» **Task brief**
Rewrite the records below, changing each "Provide" to "Return" and leaving everything else untouched.

##### Extracted data #####

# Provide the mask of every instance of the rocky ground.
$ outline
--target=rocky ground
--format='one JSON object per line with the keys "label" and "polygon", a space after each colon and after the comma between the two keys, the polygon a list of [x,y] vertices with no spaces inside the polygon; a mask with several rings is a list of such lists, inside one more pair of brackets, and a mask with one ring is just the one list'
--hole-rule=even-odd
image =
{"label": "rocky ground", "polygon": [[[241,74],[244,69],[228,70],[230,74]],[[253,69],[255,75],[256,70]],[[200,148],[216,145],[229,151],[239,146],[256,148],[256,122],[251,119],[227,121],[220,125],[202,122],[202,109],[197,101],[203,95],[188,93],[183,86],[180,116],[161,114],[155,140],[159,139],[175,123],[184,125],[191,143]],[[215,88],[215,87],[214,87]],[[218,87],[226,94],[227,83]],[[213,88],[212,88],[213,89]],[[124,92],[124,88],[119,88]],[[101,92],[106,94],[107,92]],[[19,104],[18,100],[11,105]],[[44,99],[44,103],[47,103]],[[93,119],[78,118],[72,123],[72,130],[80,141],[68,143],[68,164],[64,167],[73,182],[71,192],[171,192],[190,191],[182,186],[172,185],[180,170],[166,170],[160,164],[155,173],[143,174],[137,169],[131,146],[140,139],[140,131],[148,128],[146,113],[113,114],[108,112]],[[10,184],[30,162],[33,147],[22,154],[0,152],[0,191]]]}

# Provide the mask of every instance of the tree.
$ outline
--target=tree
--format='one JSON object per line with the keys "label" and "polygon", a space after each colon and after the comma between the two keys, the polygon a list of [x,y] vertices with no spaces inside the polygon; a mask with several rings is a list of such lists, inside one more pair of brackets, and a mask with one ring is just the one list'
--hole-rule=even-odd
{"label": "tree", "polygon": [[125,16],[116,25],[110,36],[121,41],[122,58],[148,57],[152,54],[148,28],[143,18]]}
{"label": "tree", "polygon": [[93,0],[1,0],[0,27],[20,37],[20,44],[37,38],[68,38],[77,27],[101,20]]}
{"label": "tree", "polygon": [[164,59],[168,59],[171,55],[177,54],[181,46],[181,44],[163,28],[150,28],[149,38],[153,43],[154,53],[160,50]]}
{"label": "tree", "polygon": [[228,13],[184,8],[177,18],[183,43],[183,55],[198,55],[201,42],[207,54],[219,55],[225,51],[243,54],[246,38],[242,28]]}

#####

» **The result**
# Return the mask of every instance of the rocky ground.
$ outline
--target=rocky ground
--format='one JSON object per line with the keys "label" and "polygon", a space after each colon and after the comma between the two keys, the polygon a list of [x,y] vertices with no spaces inside the polygon; a mask with several rings is a list of such lists, inside one more pair of brackets, and a mask with one ring is just the one list'
--hole-rule=even-odd
image =
{"label": "rocky ground", "polygon": [[[241,74],[244,69],[228,70],[230,74]],[[253,69],[255,75],[256,70]],[[200,148],[216,145],[229,151],[239,146],[256,148],[256,122],[251,119],[227,121],[220,125],[202,122],[202,109],[197,101],[203,95],[188,93],[183,86],[180,116],[161,114],[155,140],[159,139],[175,123],[184,125],[191,143]],[[215,88],[215,87],[214,87]],[[218,87],[226,94],[227,83]],[[213,88],[212,88],[213,89]],[[124,92],[124,88],[119,88]],[[101,92],[106,94],[107,92]],[[19,104],[18,100],[11,105]],[[44,99],[44,103],[47,103]],[[93,119],[78,118],[72,123],[72,130],[80,141],[68,143],[68,164],[64,167],[73,182],[71,192],[171,192],[190,191],[182,186],[172,185],[180,170],[166,170],[160,164],[155,173],[143,174],[137,169],[131,146],[140,139],[140,131],[148,128],[146,113],[113,114],[108,112]],[[10,184],[30,162],[33,147],[22,154],[0,152],[0,191]]]}

# Return the mask of every instance of the tree.
$ outline
--target=tree
--format='one JSON object per line with the keys "label" and "polygon", a space after each colon and after the comma between the two keys, the polygon a list of [x,y] vertices with no spaces inside the polygon; a mask with several rings is a list of such lists, inside one more pair of brackets, and a mask with one ring is just the one list'
--hole-rule=even-odd
{"label": "tree", "polygon": [[125,16],[116,25],[110,36],[121,41],[122,58],[148,57],[152,54],[148,28],[143,18]]}
{"label": "tree", "polygon": [[93,0],[1,0],[0,27],[20,37],[20,44],[37,38],[68,38],[77,27],[101,20]]}
{"label": "tree", "polygon": [[164,59],[168,59],[171,55],[177,54],[181,46],[181,44],[163,28],[150,28],[149,38],[153,43],[154,53],[160,50]]}
{"label": "tree", "polygon": [[228,13],[184,8],[177,18],[183,43],[183,55],[198,55],[201,42],[207,54],[219,55],[225,51],[243,54],[246,38],[242,28]]}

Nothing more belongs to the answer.